(Referring expression pointing data)
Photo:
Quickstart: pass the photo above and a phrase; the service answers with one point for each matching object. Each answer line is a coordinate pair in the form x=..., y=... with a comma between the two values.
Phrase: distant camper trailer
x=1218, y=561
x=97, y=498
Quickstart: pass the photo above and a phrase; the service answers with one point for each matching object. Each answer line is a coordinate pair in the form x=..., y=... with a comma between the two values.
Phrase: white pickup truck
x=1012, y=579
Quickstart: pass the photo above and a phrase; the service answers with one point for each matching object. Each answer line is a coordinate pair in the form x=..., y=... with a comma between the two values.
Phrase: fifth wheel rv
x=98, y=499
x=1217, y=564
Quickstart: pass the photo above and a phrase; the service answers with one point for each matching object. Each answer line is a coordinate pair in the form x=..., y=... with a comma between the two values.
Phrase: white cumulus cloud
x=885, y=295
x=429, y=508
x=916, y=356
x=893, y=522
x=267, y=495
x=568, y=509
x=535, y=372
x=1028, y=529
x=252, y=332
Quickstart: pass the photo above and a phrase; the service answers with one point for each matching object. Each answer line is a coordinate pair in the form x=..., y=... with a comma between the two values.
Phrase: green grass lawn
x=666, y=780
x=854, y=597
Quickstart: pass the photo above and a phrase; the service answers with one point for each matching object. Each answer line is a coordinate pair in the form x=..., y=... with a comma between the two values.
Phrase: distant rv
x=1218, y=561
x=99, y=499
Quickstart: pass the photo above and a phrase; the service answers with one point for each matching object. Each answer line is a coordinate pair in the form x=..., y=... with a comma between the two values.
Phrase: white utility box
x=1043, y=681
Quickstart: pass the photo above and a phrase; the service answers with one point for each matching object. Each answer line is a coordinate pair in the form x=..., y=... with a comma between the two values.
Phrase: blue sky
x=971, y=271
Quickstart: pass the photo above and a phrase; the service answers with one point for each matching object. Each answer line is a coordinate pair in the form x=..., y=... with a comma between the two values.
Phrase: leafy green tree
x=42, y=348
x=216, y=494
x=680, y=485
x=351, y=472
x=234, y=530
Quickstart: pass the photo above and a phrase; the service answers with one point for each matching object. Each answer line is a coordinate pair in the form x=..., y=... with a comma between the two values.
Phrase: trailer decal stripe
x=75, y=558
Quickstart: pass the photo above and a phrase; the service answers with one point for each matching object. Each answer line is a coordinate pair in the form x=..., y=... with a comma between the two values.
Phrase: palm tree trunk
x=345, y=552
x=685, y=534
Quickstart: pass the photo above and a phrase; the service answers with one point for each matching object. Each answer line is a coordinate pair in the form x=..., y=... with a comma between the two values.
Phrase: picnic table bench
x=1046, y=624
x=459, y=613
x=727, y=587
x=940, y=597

| EXERCISE DETAILS |
Output a faithful copy of every entry, keeping each line as written.

| RESPONSE TO THIS EXERCISE |
Photo:
Quickstart: pass the photo above and a phrase; the service answers with one point for each matching object. Each answer line is a coordinate pair in the form x=..., y=... with a comma between the two values.
Phrase: distant camper trailer
x=1218, y=561
x=97, y=498
Quickstart: pass the photo above and a phrase; the service answers with one point for each matching object. Each answer line is a coordinate pair in the form x=..., y=... with a comma between the two values.
Phrase: white pickup truck
x=1012, y=579
Quickstart: pass the photo above and a phrase; the service answers with one point for each matching object. Each answer line is a coordinate pair in the form x=..., y=... with a comma between the two values.
Phrase: fifth wheel rv
x=98, y=499
x=1217, y=564
Quickstart: pass the photo above and a phrase; the service answers with one point for each matching object. Each answer line is a coordinate pair in the form x=..., y=... with a comma between the two values.
Phrase: white cumulus cloud
x=885, y=295
x=429, y=508
x=916, y=356
x=893, y=522
x=267, y=495
x=568, y=509
x=535, y=372
x=1028, y=529
x=252, y=332
Quickstart: pass the photo above and a phrase; the service answers with one point for each matching object. Each answer line is a coordinate pair in the form x=..., y=... with a comma between the two values.
Phrase: green grass lawn
x=666, y=780
x=854, y=597
Quickstart: pass the photo above and a phrase; the service answers with one point for each matching object. Each answer line is a coordinate pair in the form x=..., y=... with a comma between the two values.
Phrase: distant rv
x=1218, y=561
x=99, y=499
Quickstart: pass the photo above and a phrase; the service answers with one point for each matching object. Each answer line is a coordinate pair in the form x=..., y=... with a comma between the two values.
Phrase: white utility box
x=1043, y=681
Quickstart: pass the photo above and a phrase; the service answers with one point for each matching object. Each answer line is a coordinate pair in the form x=..., y=... with a comma between the two values.
Phrase: blue sky
x=971, y=271
Quickstart: pass the photo above and a phrase; the service answers with one point for each matching object. Each answer line is a coordinate pair in the form x=..., y=... with a comma between the two values.
Phrase: leafy green tree
x=42, y=348
x=216, y=494
x=680, y=485
x=351, y=472
x=234, y=530
Quickstart: pass the photo above and a phrase; the service answers with one point for each matching object. Each answer line is a coordinate pair in the form x=..., y=... with a comma between the two values.
Phrase: trailer decal stripe
x=75, y=558
Quickstart: pass the photo above and a phrase; the service answers with one point for each matching object. Each answer line is a coordinate pair in the form x=..., y=... with a comma between the two values.
Phrase: palm tree trunk
x=345, y=552
x=685, y=534
Quickstart: pass the photo above and a phrase; the service answers with one point for each matching object. Each answer line is a coordinate pair in the form x=..., y=... with a comma between the two values.
Phrase: picnic table bench
x=1046, y=624
x=459, y=613
x=727, y=587
x=940, y=597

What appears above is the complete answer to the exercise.